── Entries shown

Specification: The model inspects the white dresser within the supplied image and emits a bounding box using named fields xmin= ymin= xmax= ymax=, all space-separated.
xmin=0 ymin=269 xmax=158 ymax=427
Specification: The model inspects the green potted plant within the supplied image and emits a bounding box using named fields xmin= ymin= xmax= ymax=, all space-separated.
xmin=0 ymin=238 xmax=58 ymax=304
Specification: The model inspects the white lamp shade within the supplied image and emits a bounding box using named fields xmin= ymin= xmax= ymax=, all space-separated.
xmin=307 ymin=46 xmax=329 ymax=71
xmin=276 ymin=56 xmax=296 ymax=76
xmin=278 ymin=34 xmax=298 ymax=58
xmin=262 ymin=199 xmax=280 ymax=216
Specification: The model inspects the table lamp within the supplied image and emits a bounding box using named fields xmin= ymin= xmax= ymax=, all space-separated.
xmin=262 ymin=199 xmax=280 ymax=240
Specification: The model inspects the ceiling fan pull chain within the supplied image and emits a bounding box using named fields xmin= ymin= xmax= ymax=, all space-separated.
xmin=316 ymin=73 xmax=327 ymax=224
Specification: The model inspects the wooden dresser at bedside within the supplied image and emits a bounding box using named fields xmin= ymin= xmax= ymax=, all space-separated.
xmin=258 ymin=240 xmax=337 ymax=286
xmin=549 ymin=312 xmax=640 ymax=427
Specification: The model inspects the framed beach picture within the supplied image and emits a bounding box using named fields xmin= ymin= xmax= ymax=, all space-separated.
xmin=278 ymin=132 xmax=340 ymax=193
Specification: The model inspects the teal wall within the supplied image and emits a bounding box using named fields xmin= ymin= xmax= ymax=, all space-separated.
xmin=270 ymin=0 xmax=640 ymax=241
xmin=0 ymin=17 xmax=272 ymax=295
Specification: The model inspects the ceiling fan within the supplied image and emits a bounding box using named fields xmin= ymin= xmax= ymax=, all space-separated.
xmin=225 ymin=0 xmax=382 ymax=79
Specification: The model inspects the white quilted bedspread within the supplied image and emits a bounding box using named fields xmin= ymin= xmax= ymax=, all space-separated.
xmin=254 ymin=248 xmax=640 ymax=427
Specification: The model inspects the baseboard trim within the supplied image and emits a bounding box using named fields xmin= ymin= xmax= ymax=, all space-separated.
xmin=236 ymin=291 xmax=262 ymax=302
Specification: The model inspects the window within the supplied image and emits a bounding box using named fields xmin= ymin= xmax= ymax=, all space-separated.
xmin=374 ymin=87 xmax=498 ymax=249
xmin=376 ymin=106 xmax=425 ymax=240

────
── Entries shown

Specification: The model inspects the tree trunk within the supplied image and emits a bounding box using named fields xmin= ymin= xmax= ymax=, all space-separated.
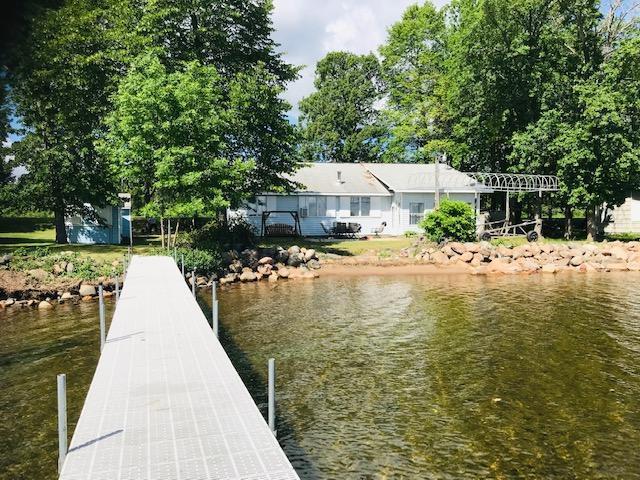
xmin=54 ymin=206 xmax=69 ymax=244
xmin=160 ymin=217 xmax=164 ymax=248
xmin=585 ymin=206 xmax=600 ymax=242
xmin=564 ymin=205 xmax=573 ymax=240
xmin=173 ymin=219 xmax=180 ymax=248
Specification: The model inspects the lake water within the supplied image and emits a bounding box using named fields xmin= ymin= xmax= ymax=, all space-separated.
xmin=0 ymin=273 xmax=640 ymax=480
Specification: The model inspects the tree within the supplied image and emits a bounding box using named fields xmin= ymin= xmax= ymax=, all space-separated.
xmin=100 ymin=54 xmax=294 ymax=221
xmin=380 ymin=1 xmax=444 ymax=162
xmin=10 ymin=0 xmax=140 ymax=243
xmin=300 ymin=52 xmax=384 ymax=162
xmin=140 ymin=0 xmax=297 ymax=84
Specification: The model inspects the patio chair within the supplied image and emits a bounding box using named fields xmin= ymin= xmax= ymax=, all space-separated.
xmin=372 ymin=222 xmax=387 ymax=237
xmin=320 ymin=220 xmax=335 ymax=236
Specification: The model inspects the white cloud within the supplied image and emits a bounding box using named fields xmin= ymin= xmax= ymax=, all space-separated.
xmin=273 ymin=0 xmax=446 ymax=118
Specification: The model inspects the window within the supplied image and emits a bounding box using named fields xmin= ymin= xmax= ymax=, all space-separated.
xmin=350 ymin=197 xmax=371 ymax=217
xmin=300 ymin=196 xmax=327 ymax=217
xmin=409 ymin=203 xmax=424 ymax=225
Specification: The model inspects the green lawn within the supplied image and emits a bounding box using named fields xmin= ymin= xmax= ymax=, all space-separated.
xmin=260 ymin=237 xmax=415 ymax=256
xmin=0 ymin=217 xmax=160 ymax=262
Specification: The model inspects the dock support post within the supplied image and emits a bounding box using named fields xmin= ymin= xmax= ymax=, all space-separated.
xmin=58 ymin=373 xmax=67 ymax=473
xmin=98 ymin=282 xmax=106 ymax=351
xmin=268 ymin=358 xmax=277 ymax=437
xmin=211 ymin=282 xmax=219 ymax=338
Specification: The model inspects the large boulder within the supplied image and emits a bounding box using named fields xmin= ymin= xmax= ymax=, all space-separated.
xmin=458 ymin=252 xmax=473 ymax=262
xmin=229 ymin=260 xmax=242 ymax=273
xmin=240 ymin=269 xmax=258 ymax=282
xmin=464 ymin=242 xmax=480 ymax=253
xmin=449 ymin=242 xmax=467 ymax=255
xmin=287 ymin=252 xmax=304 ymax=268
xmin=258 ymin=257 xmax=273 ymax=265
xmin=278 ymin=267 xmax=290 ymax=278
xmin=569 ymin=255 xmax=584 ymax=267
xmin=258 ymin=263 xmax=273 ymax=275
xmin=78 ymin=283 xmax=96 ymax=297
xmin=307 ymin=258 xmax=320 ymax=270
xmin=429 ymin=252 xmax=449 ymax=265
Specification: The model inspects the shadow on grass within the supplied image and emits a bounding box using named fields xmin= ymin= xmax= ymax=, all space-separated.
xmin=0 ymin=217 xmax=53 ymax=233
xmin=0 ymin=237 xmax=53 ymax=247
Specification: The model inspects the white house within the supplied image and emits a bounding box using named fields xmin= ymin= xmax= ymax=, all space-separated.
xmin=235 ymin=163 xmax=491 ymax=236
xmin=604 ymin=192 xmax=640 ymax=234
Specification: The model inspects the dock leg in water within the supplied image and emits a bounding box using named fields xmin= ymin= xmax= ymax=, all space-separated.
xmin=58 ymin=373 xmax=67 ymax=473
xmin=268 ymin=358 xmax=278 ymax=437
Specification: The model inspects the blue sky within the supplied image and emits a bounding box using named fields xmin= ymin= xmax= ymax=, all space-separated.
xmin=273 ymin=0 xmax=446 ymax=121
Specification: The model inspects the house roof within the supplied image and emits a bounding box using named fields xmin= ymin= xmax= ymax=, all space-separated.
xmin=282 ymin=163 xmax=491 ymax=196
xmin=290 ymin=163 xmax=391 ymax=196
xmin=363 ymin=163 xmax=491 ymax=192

────

Your goal. Please revise the records starting at the line that contains "Specification: The model inspects the shadow" and ending at the line that contains "xmin=604 ymin=192 xmax=640 ymax=234" so that "white house" becomes "gray house", with everything else left unchanged. Return only those lines.

Exercise answer.
Specification: The model inspects the shadow on grass within the supplied image and emits a bounding box using named fields xmin= ymin= xmax= ymax=, all space-separated.
xmin=0 ymin=217 xmax=53 ymax=233
xmin=0 ymin=237 xmax=53 ymax=247
Specification: The model inspects the gray house within the supplied image and emits a bounding box using named fields xmin= ymin= xmax= ymax=, all space-separated.
xmin=235 ymin=163 xmax=491 ymax=236
xmin=604 ymin=192 xmax=640 ymax=234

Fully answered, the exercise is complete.